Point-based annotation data
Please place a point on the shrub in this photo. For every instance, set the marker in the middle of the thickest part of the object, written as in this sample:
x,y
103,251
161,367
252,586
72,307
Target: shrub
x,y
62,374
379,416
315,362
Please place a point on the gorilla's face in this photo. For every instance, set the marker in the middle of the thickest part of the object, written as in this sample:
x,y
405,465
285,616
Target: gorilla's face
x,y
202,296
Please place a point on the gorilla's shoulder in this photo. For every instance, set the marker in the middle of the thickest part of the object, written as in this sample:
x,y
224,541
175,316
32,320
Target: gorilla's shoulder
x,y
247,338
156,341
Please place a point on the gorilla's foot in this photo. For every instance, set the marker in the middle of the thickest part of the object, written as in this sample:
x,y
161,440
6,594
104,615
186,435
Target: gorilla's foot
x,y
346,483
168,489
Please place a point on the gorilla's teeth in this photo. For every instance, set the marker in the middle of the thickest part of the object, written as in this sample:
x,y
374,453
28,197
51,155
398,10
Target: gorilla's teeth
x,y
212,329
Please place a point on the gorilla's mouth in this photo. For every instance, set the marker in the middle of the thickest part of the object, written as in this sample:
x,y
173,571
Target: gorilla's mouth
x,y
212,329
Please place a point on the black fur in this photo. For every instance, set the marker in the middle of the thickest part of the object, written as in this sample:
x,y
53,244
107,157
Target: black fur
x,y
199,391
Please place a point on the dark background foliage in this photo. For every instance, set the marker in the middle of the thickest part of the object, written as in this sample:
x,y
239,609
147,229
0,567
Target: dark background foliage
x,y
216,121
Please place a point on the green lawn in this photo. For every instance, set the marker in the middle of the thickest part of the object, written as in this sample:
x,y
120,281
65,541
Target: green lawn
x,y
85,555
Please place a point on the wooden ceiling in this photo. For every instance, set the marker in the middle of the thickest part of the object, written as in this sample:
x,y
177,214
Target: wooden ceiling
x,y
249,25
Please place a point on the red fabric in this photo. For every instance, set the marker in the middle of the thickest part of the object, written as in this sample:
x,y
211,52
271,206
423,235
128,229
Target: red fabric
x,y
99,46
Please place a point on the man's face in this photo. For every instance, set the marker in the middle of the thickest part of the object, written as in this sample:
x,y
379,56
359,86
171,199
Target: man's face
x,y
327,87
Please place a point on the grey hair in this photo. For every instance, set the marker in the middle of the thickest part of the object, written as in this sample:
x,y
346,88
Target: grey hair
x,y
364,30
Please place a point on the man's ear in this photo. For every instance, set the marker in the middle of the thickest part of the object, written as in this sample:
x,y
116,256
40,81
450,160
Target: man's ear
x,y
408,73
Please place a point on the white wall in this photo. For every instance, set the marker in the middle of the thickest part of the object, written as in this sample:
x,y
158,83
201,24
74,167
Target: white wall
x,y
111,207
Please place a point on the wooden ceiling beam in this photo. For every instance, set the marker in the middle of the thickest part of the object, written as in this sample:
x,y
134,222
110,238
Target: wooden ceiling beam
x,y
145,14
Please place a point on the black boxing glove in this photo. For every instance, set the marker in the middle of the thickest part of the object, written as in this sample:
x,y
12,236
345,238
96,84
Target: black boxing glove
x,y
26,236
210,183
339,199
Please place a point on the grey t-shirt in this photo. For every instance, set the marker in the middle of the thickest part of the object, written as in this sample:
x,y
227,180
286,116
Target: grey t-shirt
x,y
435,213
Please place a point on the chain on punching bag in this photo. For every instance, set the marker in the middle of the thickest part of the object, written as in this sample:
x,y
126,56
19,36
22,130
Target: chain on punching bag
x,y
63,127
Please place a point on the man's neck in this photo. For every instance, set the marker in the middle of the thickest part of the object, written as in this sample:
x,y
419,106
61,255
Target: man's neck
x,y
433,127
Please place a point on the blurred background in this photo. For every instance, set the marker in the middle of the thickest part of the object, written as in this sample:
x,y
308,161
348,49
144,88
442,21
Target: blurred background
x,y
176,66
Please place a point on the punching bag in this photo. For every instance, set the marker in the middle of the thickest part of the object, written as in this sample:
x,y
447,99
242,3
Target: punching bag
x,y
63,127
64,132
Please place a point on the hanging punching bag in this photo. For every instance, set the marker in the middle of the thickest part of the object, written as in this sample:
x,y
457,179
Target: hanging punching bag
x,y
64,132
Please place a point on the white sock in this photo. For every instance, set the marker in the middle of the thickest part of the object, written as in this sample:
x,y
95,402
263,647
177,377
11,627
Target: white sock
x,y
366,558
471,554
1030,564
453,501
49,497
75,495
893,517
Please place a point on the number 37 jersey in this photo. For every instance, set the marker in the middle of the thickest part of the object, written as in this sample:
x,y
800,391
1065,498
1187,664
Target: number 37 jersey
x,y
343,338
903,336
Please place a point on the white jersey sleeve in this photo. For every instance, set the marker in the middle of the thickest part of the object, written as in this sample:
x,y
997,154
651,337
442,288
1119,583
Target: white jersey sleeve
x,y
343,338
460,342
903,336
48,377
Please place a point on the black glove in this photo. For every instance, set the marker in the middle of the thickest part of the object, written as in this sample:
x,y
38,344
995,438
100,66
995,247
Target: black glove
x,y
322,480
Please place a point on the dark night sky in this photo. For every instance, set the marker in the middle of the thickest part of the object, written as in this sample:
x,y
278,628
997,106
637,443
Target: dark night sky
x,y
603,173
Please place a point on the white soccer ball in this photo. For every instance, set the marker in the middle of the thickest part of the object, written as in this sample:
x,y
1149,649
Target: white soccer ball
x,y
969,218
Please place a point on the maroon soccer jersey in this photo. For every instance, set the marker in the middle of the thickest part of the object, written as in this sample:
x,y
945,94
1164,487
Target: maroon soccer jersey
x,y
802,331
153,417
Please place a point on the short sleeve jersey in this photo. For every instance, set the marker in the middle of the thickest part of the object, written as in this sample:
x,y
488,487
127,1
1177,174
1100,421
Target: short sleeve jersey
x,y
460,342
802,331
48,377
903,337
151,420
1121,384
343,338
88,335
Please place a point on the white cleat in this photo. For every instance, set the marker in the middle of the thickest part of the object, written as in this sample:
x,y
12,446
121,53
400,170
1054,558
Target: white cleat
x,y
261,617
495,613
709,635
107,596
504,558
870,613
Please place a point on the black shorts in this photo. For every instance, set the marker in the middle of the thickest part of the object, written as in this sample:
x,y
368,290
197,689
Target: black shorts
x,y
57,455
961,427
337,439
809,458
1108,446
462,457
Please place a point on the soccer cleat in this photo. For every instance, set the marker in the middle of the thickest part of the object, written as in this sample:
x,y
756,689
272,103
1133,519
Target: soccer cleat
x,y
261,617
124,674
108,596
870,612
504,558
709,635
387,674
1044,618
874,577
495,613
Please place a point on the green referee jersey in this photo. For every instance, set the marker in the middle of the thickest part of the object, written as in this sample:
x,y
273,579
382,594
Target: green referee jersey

▸ **INSTRUCTIONS FOR THE TASK**
Rewrite every line of the items above as a numbered list, leaving out any blank lines.

▸ **EXPECTED OUTPUT**
1. Please place a point on the shrub in this photo. For every instance, set the marker in the middle of the thickest part of the object, written as in this sample:
2. x,y
3. 103,251
4. 161,367
5. 252,586
6. 72,307
7. Target: shrub
8. x,y
9. 62,374
10. 379,416
11. 315,362
12. Please place a point on the gorilla's face in this photo. For every instance, set the marker in the middle of the thickest part of the object, written as in this sample:
13. x,y
14. 405,465
15. 285,616
16. Target: gorilla's face
17. x,y
18. 202,296
19. Please place a point on the gorilla's shoulder in this photo. For every instance, set the marker in the middle of the thickest part of the object, written as in this sample:
20. x,y
21. 224,541
22. 175,316
23. 32,320
24. Target: gorilla's shoulder
25. x,y
26. 247,338
27. 156,341
28. Please place a point on the gorilla's foot in this photo. For every instance, set the marker in the middle of the thickest part of the object, written as in this sample:
29. x,y
30. 161,440
31. 6,594
32. 104,615
33. 186,435
34. Target: gorilla's foot
35. x,y
36. 346,483
37. 168,489
38. Please place a point on the gorilla's teeth in this photo. For every instance, set the marker in the middle of the thickest part of the object, written as in this sample:
39. x,y
40. 374,453
41. 28,197
42. 51,155
43. 398,10
44. Target: gorilla's teeth
45. x,y
46. 212,329
47. Please place a point on the gorilla's mouth in this photo. For every instance, set the marker in the middle of the thickest part of the object, written as in this sample:
48. x,y
49. 173,571
50. Target: gorilla's mouth
51. x,y
52. 212,329
53. Please place a point on the black fur in this photo. For every instance, set the marker in the middle of the thickest part of the object, written as in this sample:
54. x,y
55. 53,244
56. 107,157
57. Target: black fur
58. x,y
59. 199,391
60. Please place a point on the dark background foliage in this photo. For every instance, set the marker in the middle of the thickest part of the object, written as in this sample:
61. x,y
62. 239,609
63. 147,229
64. 0,567
65. Target: dark background foliage
66. x,y
67. 216,121
68. Please place a point on the green lawn in this photo. For every instance, set the marker in the middle of the thickest part of the object, written as in this sample:
69. x,y
70. 120,281
71. 65,541
72. Target: green lawn
73. x,y
74. 85,555
75. Please place a point on the wooden ceiling in this photo. For every instance, set the marker in the middle of the thickest part of the object, written as in this sample:
76. x,y
77. 177,214
78. Target: wooden ceiling
79. x,y
80. 249,25
81. Please place a point on the red fabric in this photo. For every instance, set the marker in the middle of the thickest part of the object, written as in this sample:
82. x,y
83. 211,52
84. 271,206
85. 423,235
86. 128,229
87. Target: red fabric
88. x,y
89. 99,46
90. Please place a point on the man's face in this photo. For every instance, set the marker in the middle of the thickest part of the object, written as in this sample:
91. x,y
92. 379,56
93. 359,86
94. 171,199
95. Target: man's face
96. x,y
97. 327,87
98. Please place a point on the grey hair in this photo. For every instance, set the marker in the middle of the thickest part of the object, written as in this sample:
99. x,y
100. 346,88
101. Target: grey hair
102. x,y
103. 364,30
104. Please place a point on the man's ear in this photo. For every instance, set the marker in the middle of the thickest part of the object, written as in this sample:
105. x,y
106. 116,256
107. 40,81
108. 450,160
109. Target: man's ear
110. x,y
111. 408,73
112. Please place a point on the white wall in this photo. For every instance, set the marker in the middle of the thickest part of the object, written as in this sample:
113. x,y
114. 158,83
115. 201,24
116. 74,167
117. Target: white wall
118. x,y
119. 111,207
120. Please place a point on the wooden ceiling beam in this photo. For every instance, set the marker in the middle of the thickest part of the object, written as in this sample:
121. x,y
122. 134,222
123. 110,238
124. Target: wooden ceiling beam
125. x,y
126. 145,14
127. Please place a point on the black boxing glove in this photo. For every instance, set the marker in the middle of the thickest part of the object, written as in this sample:
128. x,y
129. 12,236
130. 345,238
131. 96,84
132. Target: black boxing glove
133. x,y
134. 26,236
135. 210,183
136. 339,199
137. Please place a point on the grey t-shirt in this photo. For every instance, set the marker in the middle of the thickest part of the object, written as in this sample:
138. x,y
139. 227,180
140. 286,116
141. Target: grey t-shirt
142. x,y
143. 435,213
144. Please place a point on the chain on punching bag in this photo. For every instance, set the marker in the middle of the thickest part of the object, written as in this sample:
145. x,y
146. 126,56
147. 19,36
148. 22,130
149. Target: chain on punching bag
150. x,y
151. 63,127
152. Please place a point on the man's neck in this photo. For every instance, set the marker in the middle of the thickest part of the object, written as in this sample:
153. x,y
154. 419,106
155. 61,255
156. Target: man's neck
157. x,y
158. 433,127
159. Please place a point on the blurred background in this photo. For every instance, set the marker in the middle of the thickest part of the object, written as in this sample:
160. x,y
161. 308,161
162. 348,49
163. 144,88
164. 442,21
165. Target: blurred background
166. x,y
167. 176,66
168. Please place a point on the punching bag in this photo. For every instance, set the marker in the middle of the thickest part of the object, written as in this sample:
169. x,y
170. 447,99
171. 242,3
172. Target: punching bag
173. x,y
174. 63,127
175. 64,132
176. Please place a point on the hanging punching bag in this photo. For every instance, set the marker in the middle of the thickest part of the object, written as in this sample:
177. x,y
178. 457,179
179. Target: hanging punching bag
180. x,y
181. 64,132
182. Please place a point on the white sock in this photo. For every instance, set the marker in the middle of the thickest part of the object, written as in this sample:
183. x,y
184. 95,402
185. 263,647
186. 177,377
187. 11,627
188. Target: white sock
189. x,y
190. 366,558
191. 471,554
192. 1030,564
193. 453,501
194. 49,497
195. 75,495
196. 893,517
197. Please place a point on the number 37 jersey in this photo. For every instance, set the marker in the middle of the thickest part of the object, written as in this sample:
198. x,y
199. 800,391
200. 1065,498
201. 1187,664
202. Target: number 37 jersey
203. x,y
204. 343,338
205. 903,336
206. Please place a point on the white jersey sleeve in this photo. For every instance, set the marker in the middle of the thickest part of the object, written as in this sample:
207. x,y
208. 997,154
209. 651,337
210. 442,288
211. 1119,583
212. Target: white jersey sleeve
213. x,y
214. 343,338
215. 460,342
216. 903,336
217. 48,377
218. Please place a point on the black glove in this photo. For every instance, set the marker in the middle of the thickest part of the object, written as in this sample:
219. x,y
220. 38,344
221. 995,438
222. 100,66
223. 995,247
224. Target: black glove
225. x,y
226. 322,480
227. Please place a point on the dark night sky in this photo. For every instance, set the marker in the middle of the thickest part of the object, written as in this sample:
228. x,y
229. 278,628
230. 997,106
231. 637,443
232. Target: dark night sky
233. x,y
234. 603,173
235. Please place a point on the white soccer ball in this photo. For every instance, set the marker in the middle of the thickest part of the object, written as in this sample:
236. x,y
237. 1149,649
238. Target: white soccer ball
239. x,y
240. 969,218
241. Please place a point on the maroon soccer jersey in this photo. For every instance, set the marker in the middle of the thickest part of the object, written as in this sample:
242. x,y
243. 945,94
244. 1164,487
245. Target: maroon soccer jersey
246. x,y
247. 802,331
248. 153,417
249. Please place a point on the short sleeve jersey in this photo. For every instance, set the marker in the middle of the thickest part of the object, written as in this sample:
250. x,y
251. 488,487
252. 127,1
253. 1177,174
254. 1100,421
255. Target: short sleeve jersey
256. x,y
257. 460,342
258. 802,331
259. 48,377
260. 903,337
261. 151,420
262. 1121,384
263. 343,338
264. 88,335
265. Please place a point on the white cleat in this photo. For every instance, set the marker in the middle of the thickest part of the object, written as in this sample:
266. x,y
267. 12,446
268. 121,53
269. 400,170
270. 1054,558
271. Target: white cleat
272. x,y
273. 261,617
274. 495,613
275. 709,635
276. 107,596
277. 504,558
278. 870,613
279. Please place a point on the black shorts in this photo. For every instance, set the marker in the middle of the thickest part of the object, written as in this sample:
280. x,y
281. 368,290
282. 197,689
283. Target: black shorts
284. x,y
285. 57,455
286. 961,427
287. 337,439
288. 809,458
289. 1108,446
290. 462,457
291. Please place a point on the soccer cleat in this photo. For every instance, set the marker in the middle of the thickest part of the object, written as in this sample:
292. x,y
293. 756,689
294. 272,103
295. 1133,519
296. Target: soccer cleat
297. x,y
298. 261,617
299. 124,674
300. 108,596
301. 870,612
302. 504,558
303. 709,635
304. 387,674
305. 1044,618
306. 874,577
307. 495,613
308. Please place a point on the green referee jersey in this photo. For every instance, set the marker in the middle of the thickest part of the object, written as in this sample:
309. x,y
310. 273,579
311. 382,594
312. Target: green referee jersey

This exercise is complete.